-- BEGIN TEXT SECTION --

They are 61-year-old Damodar Das Agrawal from Varanasi, 44-year-old Pushpalata Bete Gowda of Chhanpatna, Karnataka, R.V. Umakanthan, 57, from Coimbatore, Tamil Nadu, and Srikanthaiya D. Subbaiya, 64, from Dodaballapur, Karnataka.

The Indian embassy in Kathmandu confirmed the four deaths as well as that of Tushar Murti Pandey from Kanpur, Uttar Pradesh.

At least 10 Indians were killed while attempting to undertake the pilgrimage to Mount Kailash in Tibet and the nearby Mansarovar lake, venerated by Hindus, Buddhists and Jains alike.

On Wednesday, the Nepal Army flew back a group of 14 people, including 12 women, to Lucknow. They had been brought from Simikot in north Nepal to Nepalgunj district Tuesday, police said.

The plight of hundreds of pilgrims stranded during the Kailash pilgrimage was brought to the notice of the Indian government by the opposition Bharatiya Janata Party (BJP) Tuesday.

Its lawmakers Sushma Swaraj and Balbir Punj raised the issue in parliament and said the government should undertake rescue measures in consultation with authorities in Nepal and China.

The Indian embassy said it was coordinating with the district authorities and the army to open blocked roads and air-rescue those needing immediate attention.

-- END TEXT SECTION --

- **GIVEN PROBLEM 1**
Report how many lines in the entries contain the word "striped". Give only the number.

-- BEGIN DATA LISTING --

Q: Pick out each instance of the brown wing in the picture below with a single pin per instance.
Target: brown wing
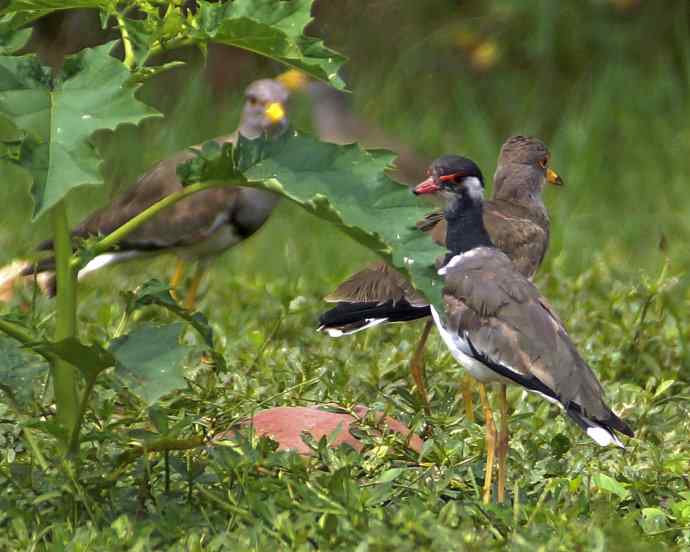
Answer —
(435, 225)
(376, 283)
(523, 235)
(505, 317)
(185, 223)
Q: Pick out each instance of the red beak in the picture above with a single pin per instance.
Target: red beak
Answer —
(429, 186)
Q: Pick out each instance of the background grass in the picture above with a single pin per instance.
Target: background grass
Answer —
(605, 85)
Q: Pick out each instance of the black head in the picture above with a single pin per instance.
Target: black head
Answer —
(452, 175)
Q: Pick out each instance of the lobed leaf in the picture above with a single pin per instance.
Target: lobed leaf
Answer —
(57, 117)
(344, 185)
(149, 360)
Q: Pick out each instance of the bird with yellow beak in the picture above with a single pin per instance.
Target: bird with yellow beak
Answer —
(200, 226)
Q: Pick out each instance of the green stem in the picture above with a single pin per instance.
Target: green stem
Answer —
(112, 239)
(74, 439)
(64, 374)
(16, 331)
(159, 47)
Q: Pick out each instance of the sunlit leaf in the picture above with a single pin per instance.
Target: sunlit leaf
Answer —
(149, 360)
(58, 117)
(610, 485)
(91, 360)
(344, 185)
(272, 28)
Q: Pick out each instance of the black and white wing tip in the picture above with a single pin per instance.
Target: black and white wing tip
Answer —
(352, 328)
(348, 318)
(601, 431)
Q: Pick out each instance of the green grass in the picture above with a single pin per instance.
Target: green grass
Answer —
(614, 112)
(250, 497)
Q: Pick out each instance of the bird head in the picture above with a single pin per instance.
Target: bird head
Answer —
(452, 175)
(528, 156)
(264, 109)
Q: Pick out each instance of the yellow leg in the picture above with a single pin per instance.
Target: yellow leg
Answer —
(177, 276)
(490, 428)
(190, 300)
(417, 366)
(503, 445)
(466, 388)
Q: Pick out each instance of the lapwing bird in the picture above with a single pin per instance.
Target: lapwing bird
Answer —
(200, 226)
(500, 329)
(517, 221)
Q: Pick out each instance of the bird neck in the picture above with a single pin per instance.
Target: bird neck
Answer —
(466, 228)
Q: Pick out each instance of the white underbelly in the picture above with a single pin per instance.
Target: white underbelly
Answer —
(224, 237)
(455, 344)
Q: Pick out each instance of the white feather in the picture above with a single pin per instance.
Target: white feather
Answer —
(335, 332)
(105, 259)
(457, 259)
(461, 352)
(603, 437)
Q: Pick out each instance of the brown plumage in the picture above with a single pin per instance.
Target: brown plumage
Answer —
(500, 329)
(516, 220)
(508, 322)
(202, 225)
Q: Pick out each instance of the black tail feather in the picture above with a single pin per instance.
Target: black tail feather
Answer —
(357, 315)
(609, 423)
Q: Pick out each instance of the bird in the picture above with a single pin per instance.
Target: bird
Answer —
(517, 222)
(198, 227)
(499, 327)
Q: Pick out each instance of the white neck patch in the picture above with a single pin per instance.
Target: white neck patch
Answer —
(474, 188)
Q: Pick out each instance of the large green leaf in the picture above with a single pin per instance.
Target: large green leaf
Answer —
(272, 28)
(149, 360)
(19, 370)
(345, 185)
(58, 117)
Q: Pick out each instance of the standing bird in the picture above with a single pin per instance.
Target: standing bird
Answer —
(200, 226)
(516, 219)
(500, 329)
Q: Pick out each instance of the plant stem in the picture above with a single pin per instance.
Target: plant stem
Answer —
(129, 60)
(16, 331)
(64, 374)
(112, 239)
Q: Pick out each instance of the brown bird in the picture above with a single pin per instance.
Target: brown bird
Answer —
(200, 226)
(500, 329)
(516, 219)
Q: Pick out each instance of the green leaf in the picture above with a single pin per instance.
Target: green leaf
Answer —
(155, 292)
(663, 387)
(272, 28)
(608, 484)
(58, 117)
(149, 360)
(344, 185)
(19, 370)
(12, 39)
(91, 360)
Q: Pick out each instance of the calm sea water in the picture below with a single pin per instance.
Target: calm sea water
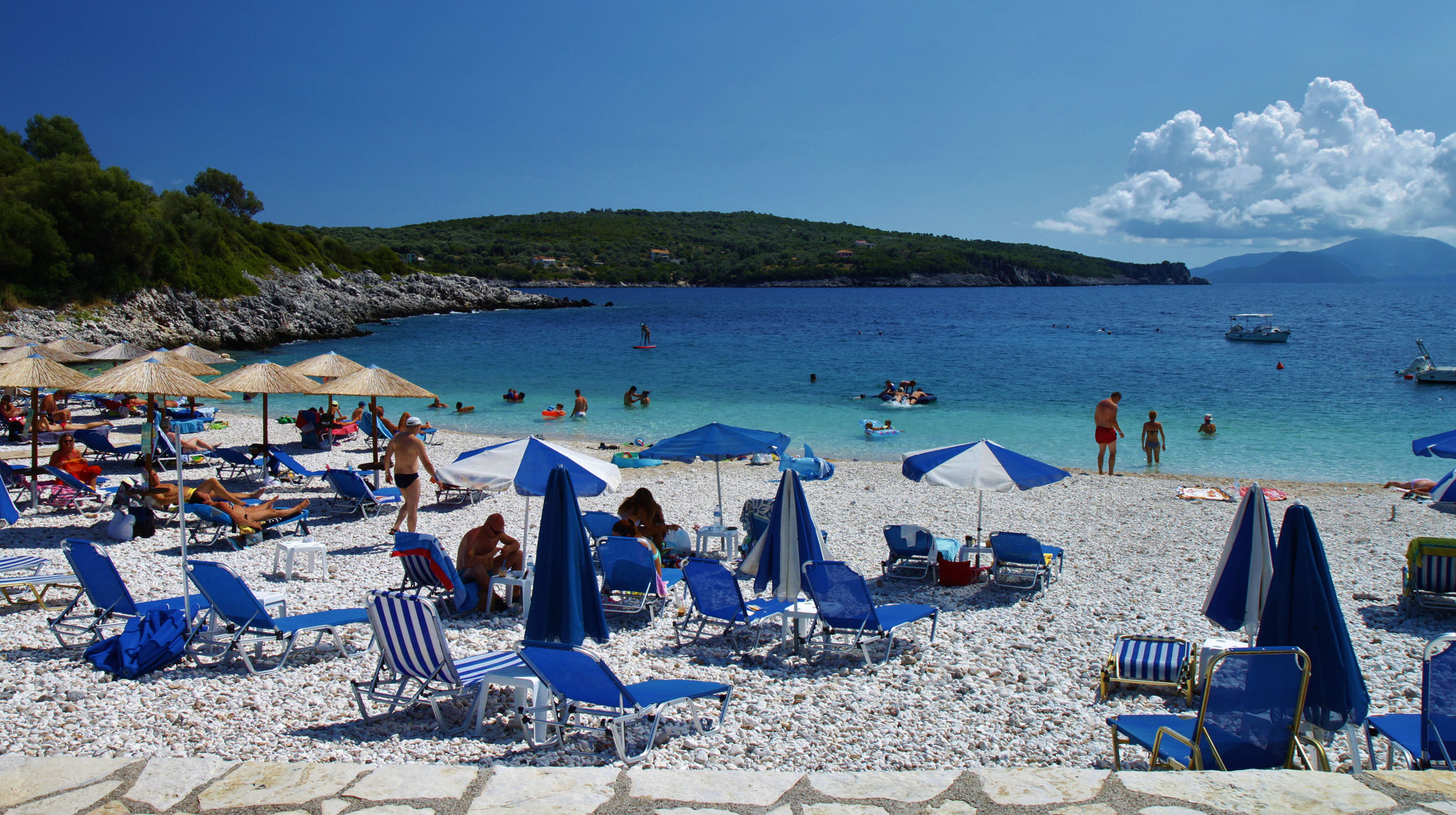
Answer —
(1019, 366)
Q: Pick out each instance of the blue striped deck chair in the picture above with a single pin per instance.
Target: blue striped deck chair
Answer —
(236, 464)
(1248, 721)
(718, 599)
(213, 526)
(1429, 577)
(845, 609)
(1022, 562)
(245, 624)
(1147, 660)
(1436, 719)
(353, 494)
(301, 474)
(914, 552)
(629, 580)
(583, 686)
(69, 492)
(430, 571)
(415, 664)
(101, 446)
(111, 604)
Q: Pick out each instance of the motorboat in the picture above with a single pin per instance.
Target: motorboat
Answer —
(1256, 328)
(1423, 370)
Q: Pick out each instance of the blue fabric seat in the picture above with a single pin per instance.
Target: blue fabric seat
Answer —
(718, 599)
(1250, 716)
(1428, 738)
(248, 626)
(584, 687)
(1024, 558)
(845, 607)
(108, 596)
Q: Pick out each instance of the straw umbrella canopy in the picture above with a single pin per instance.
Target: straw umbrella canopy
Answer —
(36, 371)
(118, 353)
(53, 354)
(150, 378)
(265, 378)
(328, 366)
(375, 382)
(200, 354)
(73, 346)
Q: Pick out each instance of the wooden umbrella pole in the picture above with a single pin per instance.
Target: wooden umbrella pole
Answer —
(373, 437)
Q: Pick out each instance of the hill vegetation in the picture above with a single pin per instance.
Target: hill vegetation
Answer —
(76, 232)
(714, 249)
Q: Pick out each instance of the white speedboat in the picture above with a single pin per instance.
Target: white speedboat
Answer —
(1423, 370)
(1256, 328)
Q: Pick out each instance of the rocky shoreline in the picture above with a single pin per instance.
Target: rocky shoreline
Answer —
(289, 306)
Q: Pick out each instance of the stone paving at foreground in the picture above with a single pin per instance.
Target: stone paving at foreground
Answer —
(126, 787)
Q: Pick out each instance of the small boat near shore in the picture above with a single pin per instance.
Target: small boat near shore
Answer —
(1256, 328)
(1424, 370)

-- END DATA LISTING --

- **GIVEN PROBLEM 2**
In one to three sentences, explain why the pilgrimage report says the Indian embassy was coordinating with the district authorities and the army.

- **EXPECTED OUTPUT 1**
2

- **EXPECTED OUTPUT 2**
The embassy was coordinating with them to open blocked roads. It also wanted to air-rescue the pilgrims who needed immediate attention.